_INPUT DATA_:
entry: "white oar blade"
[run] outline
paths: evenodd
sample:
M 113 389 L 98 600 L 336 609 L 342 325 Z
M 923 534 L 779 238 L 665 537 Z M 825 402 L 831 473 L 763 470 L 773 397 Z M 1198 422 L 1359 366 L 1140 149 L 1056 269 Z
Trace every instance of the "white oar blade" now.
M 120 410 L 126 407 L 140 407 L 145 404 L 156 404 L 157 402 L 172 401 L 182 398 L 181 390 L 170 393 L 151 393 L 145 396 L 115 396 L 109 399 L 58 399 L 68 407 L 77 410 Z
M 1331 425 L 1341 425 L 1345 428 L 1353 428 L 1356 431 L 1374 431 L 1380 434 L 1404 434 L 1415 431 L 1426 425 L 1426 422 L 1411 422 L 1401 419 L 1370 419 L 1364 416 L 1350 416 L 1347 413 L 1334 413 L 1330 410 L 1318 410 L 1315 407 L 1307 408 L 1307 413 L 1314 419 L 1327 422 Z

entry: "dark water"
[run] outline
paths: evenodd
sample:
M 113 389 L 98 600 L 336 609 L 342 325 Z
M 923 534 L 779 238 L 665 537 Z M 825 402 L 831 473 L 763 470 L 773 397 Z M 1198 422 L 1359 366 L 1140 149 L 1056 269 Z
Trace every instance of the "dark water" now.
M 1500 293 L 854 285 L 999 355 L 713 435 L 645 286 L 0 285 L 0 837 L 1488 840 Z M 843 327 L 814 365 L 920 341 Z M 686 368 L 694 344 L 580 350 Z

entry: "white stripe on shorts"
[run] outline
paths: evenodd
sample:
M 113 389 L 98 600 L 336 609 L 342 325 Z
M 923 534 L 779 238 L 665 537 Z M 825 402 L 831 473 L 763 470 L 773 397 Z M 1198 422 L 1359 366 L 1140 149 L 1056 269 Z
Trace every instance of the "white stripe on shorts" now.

_EXERCISE AIM_:
Exact duplication of all the data above is expected.

_ANSWER TO THIS EXERCISE_:
entry: "white oar blade"
[run] outline
paths: evenodd
sample:
M 113 389 L 98 600 L 336 609 L 342 325 Z
M 923 534 L 779 238 L 665 537 Z M 825 402 L 831 473 L 763 470 L 773 397 Z M 1198 422 L 1359 366 L 1140 149 L 1056 269 Z
Trace every instance of the "white oar blade" now.
M 120 410 L 126 407 L 140 407 L 145 404 L 156 404 L 157 402 L 172 401 L 182 398 L 181 390 L 170 393 L 151 393 L 145 396 L 115 396 L 109 399 L 58 399 L 68 407 L 77 410 Z
M 1331 425 L 1341 425 L 1345 428 L 1353 428 L 1356 431 L 1374 431 L 1380 434 L 1404 434 L 1415 431 L 1426 425 L 1426 422 L 1411 422 L 1401 419 L 1370 419 L 1364 416 L 1350 416 L 1347 413 L 1334 413 L 1330 410 L 1318 410 L 1315 407 L 1307 408 L 1307 413 L 1314 419 L 1327 422 Z

entry: "dark water"
[run] outline
paths: evenodd
sample:
M 113 389 L 98 600 L 336 609 L 342 325 Z
M 923 534 L 779 238 L 665 537 Z M 825 402 L 831 473 L 763 470 L 773 397 Z M 1198 422 L 1359 366 L 1140 149 L 1056 269 Z
Trace every instance of the "dark water" now.
M 1500 293 L 854 285 L 999 355 L 713 435 L 645 286 L 0 285 L 0 837 L 1488 840 Z M 843 327 L 814 365 L 920 341 Z M 686 368 L 694 344 L 580 350 Z

entry: "white stripe on shorts"
[run] outline
paths: evenodd
sample:
M 113 389 L 98 600 L 336 609 L 342 325 Z
M 923 534 L 779 238 L 665 537 Z M 825 402 L 831 473 L 763 470 L 773 397 Z M 1198 422 L 1359 366 L 1140 149 L 1056 269 Z
Trace every instance of the "white stripe on shorts" now.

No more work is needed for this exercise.